▶ Required work
A - In the smart pointer notes, what limits how a unique pointer can be held and passed?
B - Render this sentence from the smart pointer notes in Spanish: "Last one out of scope is responsible for deletion."
C - Write the next part of the smart pointer notes, starting right after the final line shown.

▶ Excerpt to read
C2cpp Notes: Smart Pointers and Concurrency

16 minute read

Published: June 13, 2026

17. Smart Pointers

Suicidal Pointer: gracefully cleans itself up when no longer referred
A class with pointer inside and acts like a pointer (op*(), op->())
Self-delete when goes out of scope
How making two copies? Who’s deleting it?
Shared pointer: know each other; deleted only after all gone
Unique pointer: Only one can hold it; can only be moved

Shared Pointer

Implementation

template <typename T> class SharedPtr {
	T* ptr;
	int* count;	
public:
	explicit SharedPtr(T* p = nullptr): ptr{p}, count{new int{1}} {}
	~SharedPtr() {
		if(--*count == 0) {
			delete count; delete ptr;
		}
	}

	T& operator*() const { return *ptr; }
	T* operator->() const { return ptr; }
	
	operator void*() const { return ptr; }   // for if (sp)
	T* get_prt() const { return ptr; }       // get() in STL
	int get_count() const { return *count; }

Constructed with a pointer (E. new string{})
Manages heap-allocated data and count
Last one out of scope is responsible for deletion

	SharedPtr*(const SharedPtr<T>& sp): ptr(sp.ptr), count(sp.count) {
		++*count;
	}
	SharedPtr<T>& operator=(const SharedPtr<T>& sp) {
		if (this != &sp) {    // delete, and then construct
			if (--*count == 0) {delete count; delete sp;}
			ptr = sp.ptr;
			count = sp.count;
			++*count;
		}
		return *this;
	}
};

Copy constructor makes a shallow copy of ptr and count; increments *count
Copy assignment, need detach first

Example

SharedPtr<string> p1 = {new string{"hello"}};
auto foo = [=] (SharedPtr<string> p) {  // take p by value, CC!
	cout << p.get_count() << endl;
}
foo(p1);

This will invoke copy constructor, incrementing count After foo() returns, p goes out of scope, and count decrements back

Vector

Let SharedPtr<string> contain a string* inside

auto create_vec1() {
	SharedPtr<string> p1 { new string{"hello"} };
	SharedPtr<string> p2 { new string{"c"} };
	SharedPtr<string> p3 { new string{"students"} };

	vector v { p1, p2, p3 };
	return v;
}

vector v1 = create_vec1();

Shared pointers themselves p1… are stack-allocated
- string objects are heap allocated
When creating a vector, will make another copy of the string!

▶ Information shown
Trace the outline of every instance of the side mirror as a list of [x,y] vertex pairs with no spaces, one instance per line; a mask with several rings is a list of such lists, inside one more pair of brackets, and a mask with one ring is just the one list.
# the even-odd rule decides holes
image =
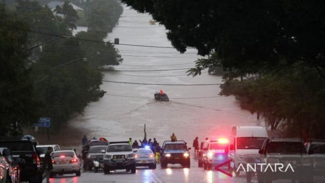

▶ Answers to the problems
A - Only one can hold it, and it can only be moved.

B - El último en salir del ámbito es responsable de la eliminación.

C -
- Should be vector<SharedPtr<s
Return by value: v will get moved/elided
- Stack-allocated p1 goes out of scope, count goes back to 1

When create_vec1() returns, stack pointers destroyed, and v moved/elided Now modify it:

vector v2 = v1;   // copy pointers, but still same underlying string
*v2[1] = "c2cpp";
*v2[2] = "hackers"; 

// print v1 again
for (auto&& p : v1) { cout << *p + " "; } cout << '\n';

Copy construct v1 to v2
- count goes up to 2
Modify v2: Dereference SharedPtr as raw pointer and modify it!
Print original v1: also modified!

Loop Types

for (SharedPtr<string> p : v1) { cout << *p + " "; }
for (auto p : v1)              // do something
for (auto& p : v1)
for (const auto& p : v1)
for (auto&& p : v1)

auto& grab each by reference
const necessary if v1 is a const object!
auto&& declares a forwarding reference, can pass both L- and R-values
- Most general form in template code
- x can either be an L-value ref or R-value ref, depending on category of *v1.begin()
- Useful if iterator return is unknown
- E. vector<bool>

When could dereferencing an iterator give you an R-value?
vector<bool>, since each bit does not have a full address

Make Shared Pointer

MakeSharedPtr<T>() does the new with any number of arguments to construct T

Variadic function!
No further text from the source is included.